■ Written problem: Return only the line that contains "Identify every instance of the glacier" and each line after it, through the last line of the data below, copied exactly.

───── Data listing

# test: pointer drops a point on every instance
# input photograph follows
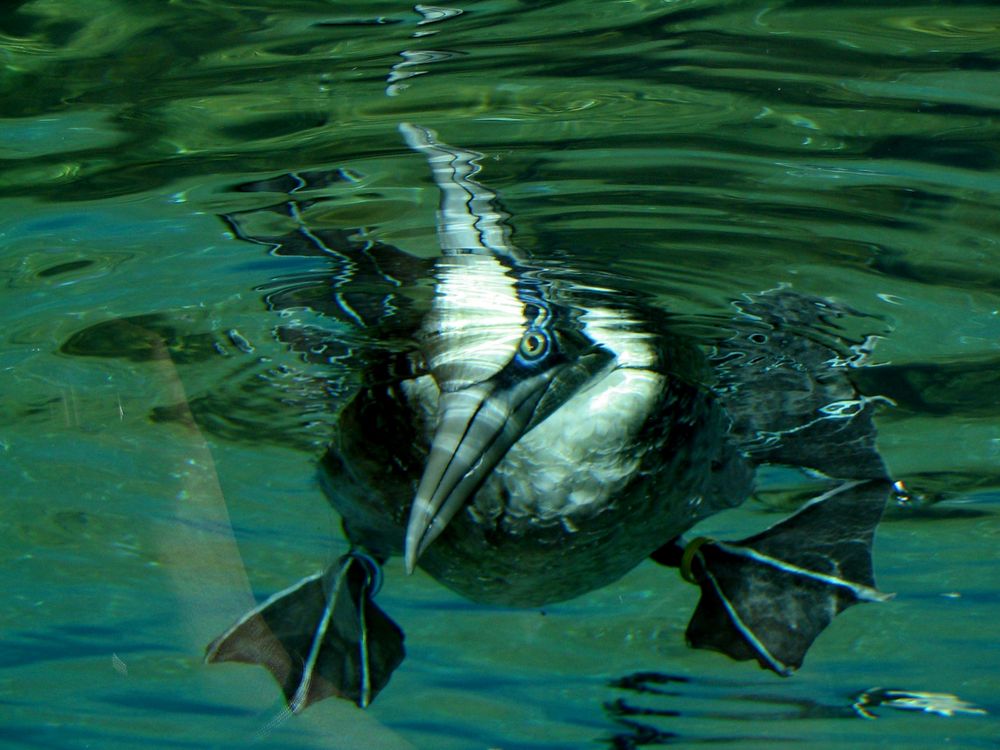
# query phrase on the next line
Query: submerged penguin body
(538, 438)
(631, 460)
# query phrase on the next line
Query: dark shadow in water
(637, 720)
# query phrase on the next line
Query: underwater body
(537, 441)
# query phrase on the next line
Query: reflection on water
(688, 152)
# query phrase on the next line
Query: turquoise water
(695, 150)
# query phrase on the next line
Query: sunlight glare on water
(163, 423)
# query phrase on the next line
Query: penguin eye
(534, 344)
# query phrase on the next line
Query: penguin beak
(476, 427)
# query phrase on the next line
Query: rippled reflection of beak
(477, 425)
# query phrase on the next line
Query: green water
(697, 150)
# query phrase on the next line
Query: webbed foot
(768, 597)
(322, 637)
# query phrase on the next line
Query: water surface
(693, 151)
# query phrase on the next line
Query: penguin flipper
(768, 597)
(322, 637)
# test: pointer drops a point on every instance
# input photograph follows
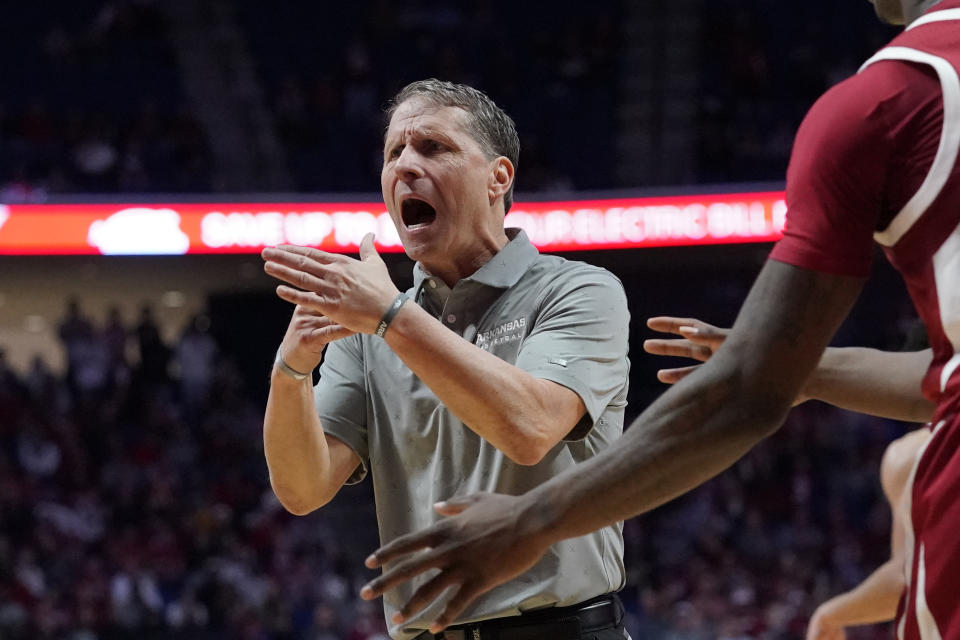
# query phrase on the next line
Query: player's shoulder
(900, 455)
(884, 90)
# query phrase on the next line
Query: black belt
(554, 623)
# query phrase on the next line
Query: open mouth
(417, 213)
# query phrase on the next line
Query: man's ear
(501, 178)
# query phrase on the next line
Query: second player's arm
(879, 383)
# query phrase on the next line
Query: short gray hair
(491, 127)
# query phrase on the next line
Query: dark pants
(596, 619)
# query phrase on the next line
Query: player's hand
(699, 341)
(307, 335)
(352, 293)
(822, 627)
(491, 541)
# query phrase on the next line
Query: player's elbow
(763, 415)
(529, 446)
(297, 502)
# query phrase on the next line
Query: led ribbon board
(238, 227)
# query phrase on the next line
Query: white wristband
(287, 369)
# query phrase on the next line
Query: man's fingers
(292, 254)
(677, 347)
(399, 574)
(671, 324)
(425, 595)
(404, 545)
(705, 335)
(672, 376)
(306, 299)
(467, 593)
(298, 277)
(331, 332)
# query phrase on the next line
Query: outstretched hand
(352, 293)
(487, 541)
(699, 341)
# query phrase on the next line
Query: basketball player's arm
(521, 415)
(880, 383)
(695, 430)
(307, 467)
(876, 598)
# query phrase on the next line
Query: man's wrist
(390, 314)
(281, 365)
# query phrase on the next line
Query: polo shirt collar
(502, 271)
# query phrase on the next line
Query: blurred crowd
(135, 503)
(94, 103)
(97, 100)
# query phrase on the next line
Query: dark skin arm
(880, 383)
(694, 431)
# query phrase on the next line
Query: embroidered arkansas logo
(511, 331)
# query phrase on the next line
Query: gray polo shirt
(553, 318)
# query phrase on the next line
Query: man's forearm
(294, 445)
(880, 383)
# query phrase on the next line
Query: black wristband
(391, 312)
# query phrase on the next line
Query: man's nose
(408, 164)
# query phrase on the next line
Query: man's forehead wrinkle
(419, 125)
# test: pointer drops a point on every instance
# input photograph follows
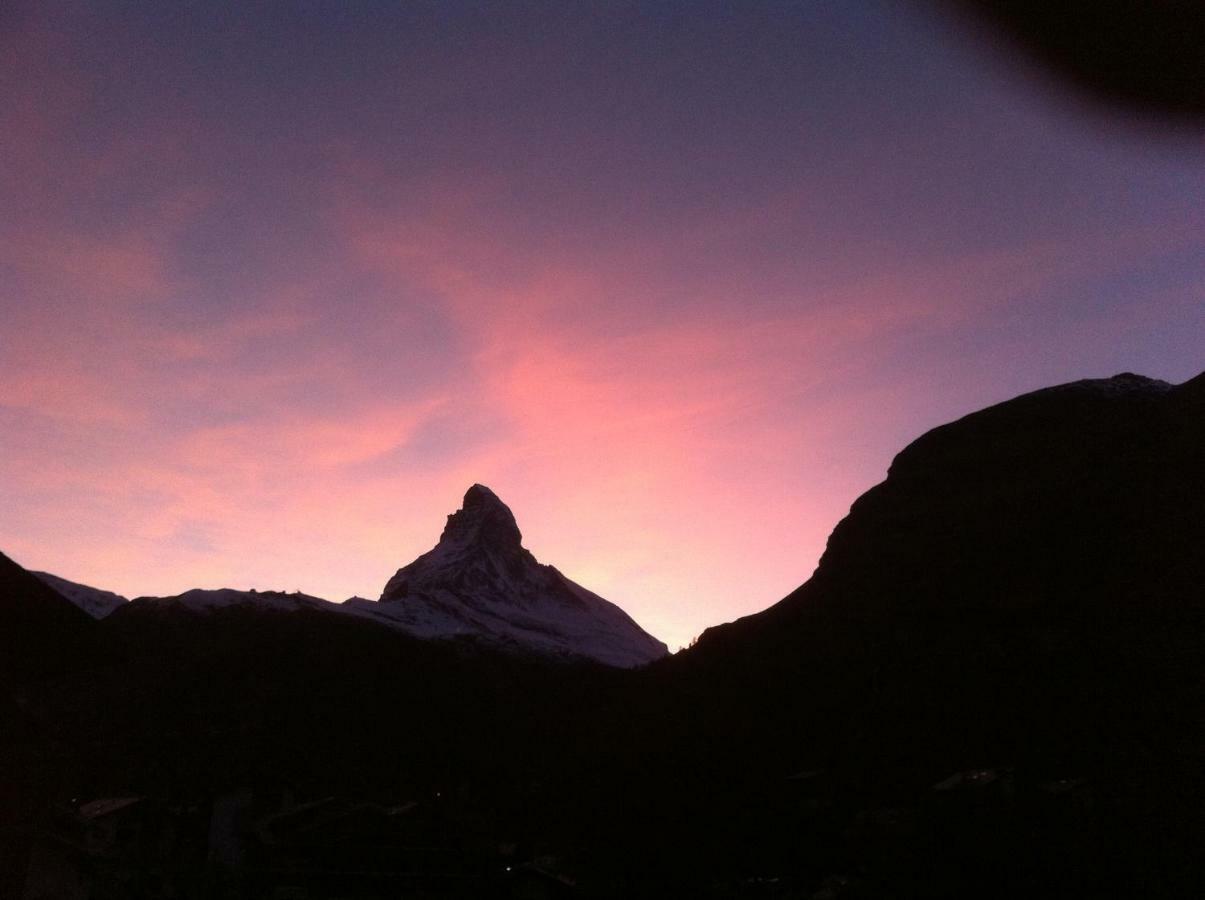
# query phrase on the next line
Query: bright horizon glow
(675, 281)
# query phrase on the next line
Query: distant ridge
(481, 582)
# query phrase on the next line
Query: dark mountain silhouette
(480, 581)
(992, 686)
(94, 601)
(40, 629)
(477, 584)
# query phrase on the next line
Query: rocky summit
(480, 582)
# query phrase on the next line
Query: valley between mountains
(992, 686)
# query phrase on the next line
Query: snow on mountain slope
(480, 581)
(94, 601)
(200, 600)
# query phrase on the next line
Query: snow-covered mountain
(480, 581)
(200, 600)
(94, 601)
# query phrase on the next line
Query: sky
(280, 282)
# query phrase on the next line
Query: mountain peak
(482, 519)
(481, 582)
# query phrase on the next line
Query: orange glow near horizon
(264, 333)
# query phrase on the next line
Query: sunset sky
(675, 280)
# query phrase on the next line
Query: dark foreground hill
(991, 687)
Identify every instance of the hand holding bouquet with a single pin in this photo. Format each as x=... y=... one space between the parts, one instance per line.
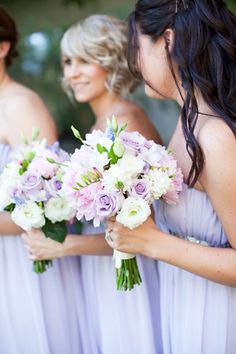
x=119 y=173
x=30 y=191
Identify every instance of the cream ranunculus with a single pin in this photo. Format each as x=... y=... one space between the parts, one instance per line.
x=58 y=209
x=28 y=216
x=134 y=212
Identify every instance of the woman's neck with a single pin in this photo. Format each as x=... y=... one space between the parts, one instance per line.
x=4 y=78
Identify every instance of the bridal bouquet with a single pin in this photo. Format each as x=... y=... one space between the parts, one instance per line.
x=119 y=173
x=30 y=191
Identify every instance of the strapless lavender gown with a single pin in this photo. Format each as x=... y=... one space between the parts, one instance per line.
x=121 y=322
x=198 y=315
x=39 y=314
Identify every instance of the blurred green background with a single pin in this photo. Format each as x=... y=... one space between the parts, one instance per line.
x=41 y=25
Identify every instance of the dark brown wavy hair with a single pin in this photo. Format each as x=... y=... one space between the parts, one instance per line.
x=8 y=33
x=205 y=52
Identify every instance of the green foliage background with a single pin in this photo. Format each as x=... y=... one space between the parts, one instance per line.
x=39 y=66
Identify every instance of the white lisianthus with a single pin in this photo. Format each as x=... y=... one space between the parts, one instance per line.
x=58 y=209
x=28 y=216
x=159 y=183
x=5 y=198
x=116 y=179
x=131 y=164
x=134 y=212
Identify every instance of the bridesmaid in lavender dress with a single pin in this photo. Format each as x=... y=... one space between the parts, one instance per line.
x=39 y=314
x=193 y=45
x=95 y=69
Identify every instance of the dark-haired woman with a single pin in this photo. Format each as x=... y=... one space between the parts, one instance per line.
x=186 y=51
x=39 y=314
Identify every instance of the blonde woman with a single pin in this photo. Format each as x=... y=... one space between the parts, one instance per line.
x=39 y=314
x=96 y=71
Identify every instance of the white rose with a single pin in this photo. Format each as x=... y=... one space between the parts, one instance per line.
x=28 y=216
x=133 y=212
x=58 y=209
x=159 y=183
x=131 y=165
x=115 y=179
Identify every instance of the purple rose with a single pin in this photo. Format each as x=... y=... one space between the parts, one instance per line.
x=107 y=203
x=132 y=140
x=18 y=196
x=140 y=188
x=31 y=181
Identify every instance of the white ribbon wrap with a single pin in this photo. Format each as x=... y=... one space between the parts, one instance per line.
x=121 y=255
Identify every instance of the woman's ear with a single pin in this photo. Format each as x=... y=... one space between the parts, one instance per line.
x=169 y=38
x=4 y=49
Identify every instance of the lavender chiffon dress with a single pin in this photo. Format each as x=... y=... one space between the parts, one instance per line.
x=198 y=316
x=39 y=314
x=121 y=322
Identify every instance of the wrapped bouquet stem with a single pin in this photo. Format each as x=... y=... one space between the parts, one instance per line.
x=127 y=272
x=119 y=174
x=30 y=191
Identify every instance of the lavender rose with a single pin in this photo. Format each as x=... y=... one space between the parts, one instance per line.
x=107 y=203
x=31 y=181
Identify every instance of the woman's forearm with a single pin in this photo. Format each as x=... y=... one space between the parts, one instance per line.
x=7 y=226
x=86 y=245
x=212 y=263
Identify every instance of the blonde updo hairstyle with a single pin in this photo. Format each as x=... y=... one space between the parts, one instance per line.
x=101 y=39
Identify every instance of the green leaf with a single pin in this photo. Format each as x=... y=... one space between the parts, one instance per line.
x=21 y=171
x=93 y=176
x=119 y=185
x=56 y=232
x=9 y=208
x=101 y=149
x=35 y=133
x=122 y=128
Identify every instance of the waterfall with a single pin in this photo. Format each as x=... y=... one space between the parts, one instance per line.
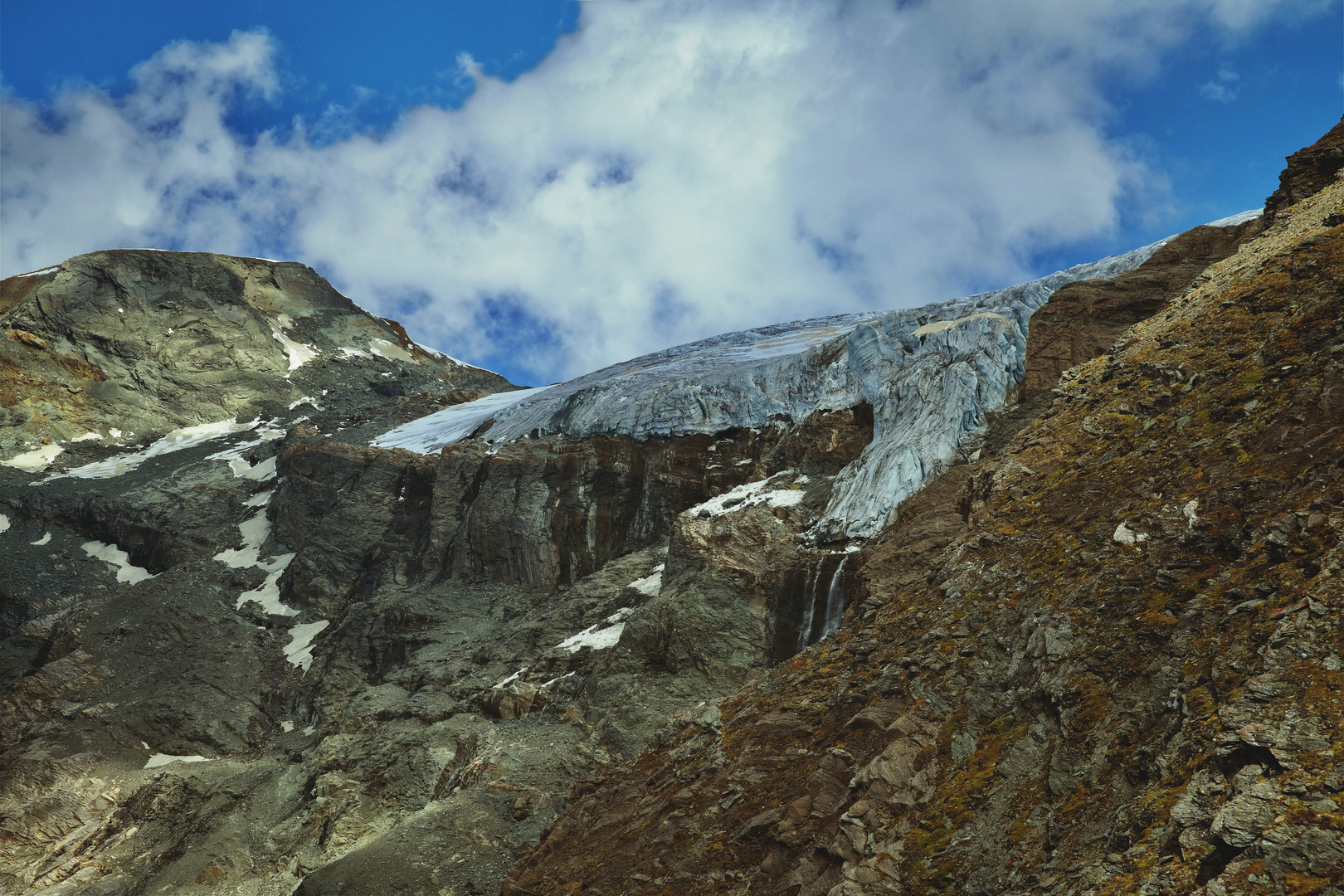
x=835 y=603
x=810 y=609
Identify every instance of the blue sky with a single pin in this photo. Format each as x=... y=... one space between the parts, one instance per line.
x=543 y=186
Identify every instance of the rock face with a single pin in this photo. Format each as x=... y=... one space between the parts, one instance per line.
x=1309 y=171
x=1083 y=319
x=1105 y=660
x=930 y=375
x=329 y=613
x=130 y=344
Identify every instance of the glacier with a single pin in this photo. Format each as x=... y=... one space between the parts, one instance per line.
x=930 y=373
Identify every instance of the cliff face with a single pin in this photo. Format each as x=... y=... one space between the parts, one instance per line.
x=1105 y=660
x=301 y=607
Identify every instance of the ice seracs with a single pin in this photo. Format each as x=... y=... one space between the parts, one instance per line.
x=930 y=373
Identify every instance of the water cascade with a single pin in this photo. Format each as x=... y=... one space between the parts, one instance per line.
x=810 y=610
x=835 y=603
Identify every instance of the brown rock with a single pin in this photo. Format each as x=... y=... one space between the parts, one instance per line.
x=1083 y=319
x=1309 y=171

──────────

■ Exercise answer:
Identify every instance of the glacier with a single pin in this photo. Format each as x=... y=... one space between the parts, one instance per line.
x=930 y=373
Identify every instance of the cliff face with a single pin in this photo. Format each as x=... y=... one space between the parts, one instance per line.
x=1105 y=660
x=301 y=607
Identify every instance of the ice seracs with a single pin in this photo. Format each as x=... y=... one space between the parts, one instance per line.
x=930 y=373
Identify every instance of the water cascade with a single pin in this photo. Format each as x=... y=... one space between the parts, one instance per line.
x=810 y=610
x=835 y=603
Identify every instance of the brown rock with a single pin in this photo. Format each as x=... y=... one space between the parts, one instance per line.
x=1083 y=319
x=1309 y=171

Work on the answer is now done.